### Directions
Return every line from the items below that contains the word "blue". Matching is case-sensitive.

[Image point annotation items]
────────────────────────────────────────
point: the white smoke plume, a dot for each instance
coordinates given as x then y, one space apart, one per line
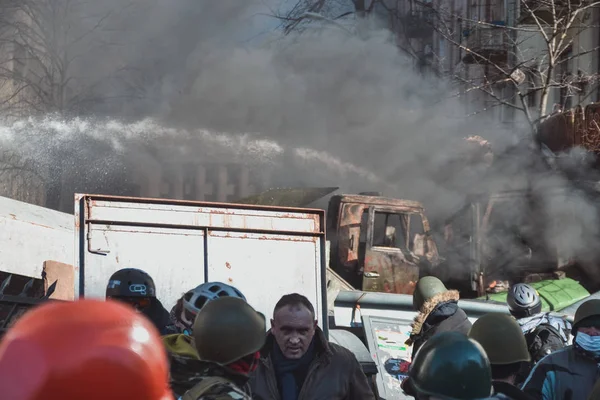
214 77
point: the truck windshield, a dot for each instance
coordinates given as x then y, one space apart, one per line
396 230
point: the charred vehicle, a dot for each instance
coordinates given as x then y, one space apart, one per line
379 244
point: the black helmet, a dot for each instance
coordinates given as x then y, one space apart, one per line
523 301
450 366
130 282
502 339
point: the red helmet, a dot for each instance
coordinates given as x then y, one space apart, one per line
87 349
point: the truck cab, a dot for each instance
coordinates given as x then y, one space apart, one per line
379 244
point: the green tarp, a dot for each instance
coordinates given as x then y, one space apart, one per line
555 294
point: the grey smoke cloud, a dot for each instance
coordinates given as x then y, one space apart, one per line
344 104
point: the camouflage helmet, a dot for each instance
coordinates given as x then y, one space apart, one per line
426 288
502 339
227 329
590 308
450 366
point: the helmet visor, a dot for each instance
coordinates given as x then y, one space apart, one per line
139 303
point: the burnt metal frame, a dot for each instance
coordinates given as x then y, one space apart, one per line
18 301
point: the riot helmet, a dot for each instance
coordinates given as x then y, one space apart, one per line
523 301
450 366
86 349
426 288
502 339
195 299
132 286
220 325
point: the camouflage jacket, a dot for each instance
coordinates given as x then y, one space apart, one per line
215 388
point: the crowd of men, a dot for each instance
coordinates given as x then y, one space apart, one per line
214 345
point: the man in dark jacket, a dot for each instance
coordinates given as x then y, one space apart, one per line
570 373
438 312
298 363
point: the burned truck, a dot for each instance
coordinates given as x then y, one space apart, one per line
380 244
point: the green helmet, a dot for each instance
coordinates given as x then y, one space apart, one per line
451 366
590 308
502 339
219 326
426 288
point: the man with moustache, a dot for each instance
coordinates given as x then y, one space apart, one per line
298 363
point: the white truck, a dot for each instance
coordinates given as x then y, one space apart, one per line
266 252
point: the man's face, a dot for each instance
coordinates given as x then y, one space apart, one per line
293 328
591 331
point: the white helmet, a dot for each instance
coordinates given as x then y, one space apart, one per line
195 299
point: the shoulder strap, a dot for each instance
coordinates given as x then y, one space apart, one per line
202 387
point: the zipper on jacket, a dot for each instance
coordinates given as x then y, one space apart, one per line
271 379
317 363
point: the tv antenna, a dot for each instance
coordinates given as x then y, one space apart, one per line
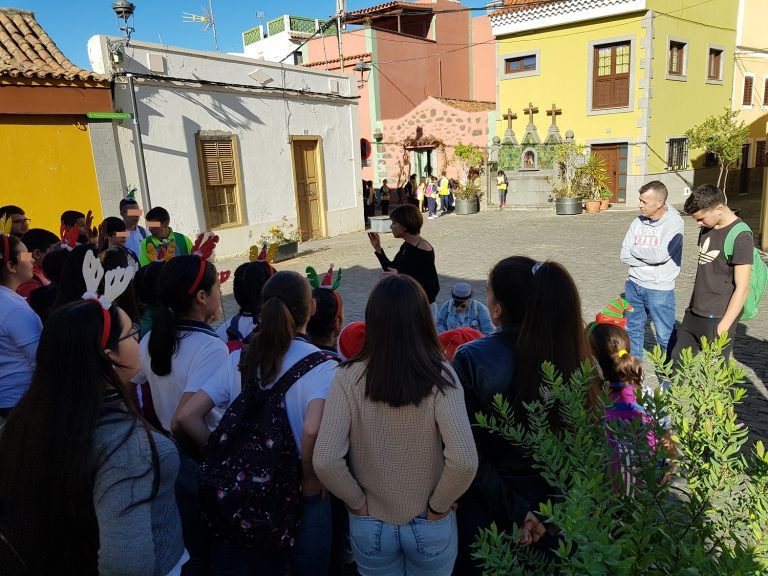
206 19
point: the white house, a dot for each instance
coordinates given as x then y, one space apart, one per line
232 144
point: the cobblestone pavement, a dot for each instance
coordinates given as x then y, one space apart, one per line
466 248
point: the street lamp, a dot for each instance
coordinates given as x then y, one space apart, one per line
363 69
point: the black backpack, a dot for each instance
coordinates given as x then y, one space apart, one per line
250 479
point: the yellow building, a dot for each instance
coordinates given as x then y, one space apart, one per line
46 153
627 77
750 91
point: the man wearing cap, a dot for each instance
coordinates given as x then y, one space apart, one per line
461 311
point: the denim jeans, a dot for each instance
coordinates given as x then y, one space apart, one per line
309 556
659 305
419 548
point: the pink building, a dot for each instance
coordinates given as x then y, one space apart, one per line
431 83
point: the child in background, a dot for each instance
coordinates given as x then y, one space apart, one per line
164 243
38 242
623 374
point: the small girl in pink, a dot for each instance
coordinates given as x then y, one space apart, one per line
623 374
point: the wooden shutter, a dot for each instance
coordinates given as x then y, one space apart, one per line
749 84
219 162
611 75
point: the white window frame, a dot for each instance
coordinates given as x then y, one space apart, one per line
752 95
503 65
718 81
684 76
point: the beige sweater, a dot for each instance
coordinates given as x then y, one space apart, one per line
402 459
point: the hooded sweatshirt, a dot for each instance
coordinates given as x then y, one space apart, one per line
653 249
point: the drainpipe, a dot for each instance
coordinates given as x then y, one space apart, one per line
137 143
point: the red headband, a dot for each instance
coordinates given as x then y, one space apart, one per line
198 278
107 324
6 248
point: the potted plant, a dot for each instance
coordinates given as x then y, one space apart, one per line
467 197
594 181
566 185
286 236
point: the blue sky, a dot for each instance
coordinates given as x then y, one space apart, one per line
82 19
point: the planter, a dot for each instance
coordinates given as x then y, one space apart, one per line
568 206
593 206
287 251
467 206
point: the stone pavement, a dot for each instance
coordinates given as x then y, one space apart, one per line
467 247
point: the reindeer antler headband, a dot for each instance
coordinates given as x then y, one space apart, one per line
115 283
204 246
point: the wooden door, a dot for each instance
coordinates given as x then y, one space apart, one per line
308 191
609 153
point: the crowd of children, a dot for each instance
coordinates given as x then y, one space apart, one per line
137 439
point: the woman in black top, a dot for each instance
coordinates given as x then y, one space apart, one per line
416 257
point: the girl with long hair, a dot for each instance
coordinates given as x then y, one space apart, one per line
178 356
19 325
396 411
247 285
537 310
86 486
277 346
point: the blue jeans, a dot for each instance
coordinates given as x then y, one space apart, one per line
309 556
659 305
419 548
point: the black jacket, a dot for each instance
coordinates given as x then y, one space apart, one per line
506 483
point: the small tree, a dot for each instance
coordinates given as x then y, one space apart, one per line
722 136
710 518
471 159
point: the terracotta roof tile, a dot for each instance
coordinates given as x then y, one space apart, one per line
27 51
468 105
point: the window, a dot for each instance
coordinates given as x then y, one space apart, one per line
676 59
760 159
749 84
677 154
715 64
520 64
219 177
611 75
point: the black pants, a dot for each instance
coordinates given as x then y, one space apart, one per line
693 329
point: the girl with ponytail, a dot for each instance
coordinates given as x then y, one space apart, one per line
278 345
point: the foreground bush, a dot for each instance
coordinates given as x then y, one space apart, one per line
709 517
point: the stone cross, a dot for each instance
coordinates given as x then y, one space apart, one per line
554 112
509 116
531 110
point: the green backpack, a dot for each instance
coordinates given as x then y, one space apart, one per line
758 277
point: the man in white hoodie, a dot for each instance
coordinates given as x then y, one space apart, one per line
653 249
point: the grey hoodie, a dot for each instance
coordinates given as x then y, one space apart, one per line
653 249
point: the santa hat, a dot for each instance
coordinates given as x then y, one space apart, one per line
452 339
351 340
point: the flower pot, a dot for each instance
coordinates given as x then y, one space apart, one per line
568 206
467 206
593 206
287 251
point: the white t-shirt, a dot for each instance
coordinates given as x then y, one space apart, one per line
19 334
225 386
244 325
199 355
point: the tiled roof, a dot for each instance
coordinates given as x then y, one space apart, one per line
468 105
388 7
27 51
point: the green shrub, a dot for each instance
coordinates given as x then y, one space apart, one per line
710 517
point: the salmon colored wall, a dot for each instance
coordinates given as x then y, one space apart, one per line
47 167
410 69
483 60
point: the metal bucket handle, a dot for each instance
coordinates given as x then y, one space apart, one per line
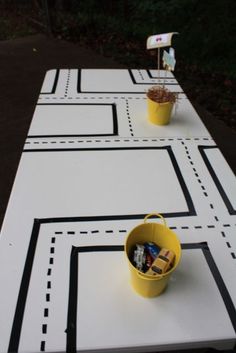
157 215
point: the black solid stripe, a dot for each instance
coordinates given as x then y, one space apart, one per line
21 301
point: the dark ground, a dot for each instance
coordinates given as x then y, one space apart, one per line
23 63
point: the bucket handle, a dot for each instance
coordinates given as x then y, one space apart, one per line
157 215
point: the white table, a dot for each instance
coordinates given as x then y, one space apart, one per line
92 167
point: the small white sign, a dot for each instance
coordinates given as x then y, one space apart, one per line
160 40
169 59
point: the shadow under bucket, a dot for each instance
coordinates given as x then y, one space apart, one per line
148 285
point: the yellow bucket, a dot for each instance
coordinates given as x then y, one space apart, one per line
159 113
147 285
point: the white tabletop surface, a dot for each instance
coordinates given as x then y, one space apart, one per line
91 169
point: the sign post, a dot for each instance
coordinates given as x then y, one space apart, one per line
158 41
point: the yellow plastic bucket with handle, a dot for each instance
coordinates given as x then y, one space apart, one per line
148 285
159 113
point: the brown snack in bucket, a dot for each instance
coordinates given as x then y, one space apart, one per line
162 263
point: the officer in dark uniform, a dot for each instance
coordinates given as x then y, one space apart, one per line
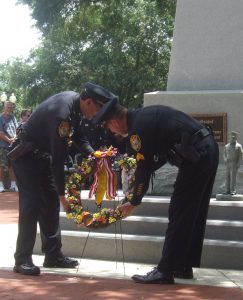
────────────────────────────────────────
### Response
point: the blue sky, a dot for each instance
point: the blue jeans, a dot for each instance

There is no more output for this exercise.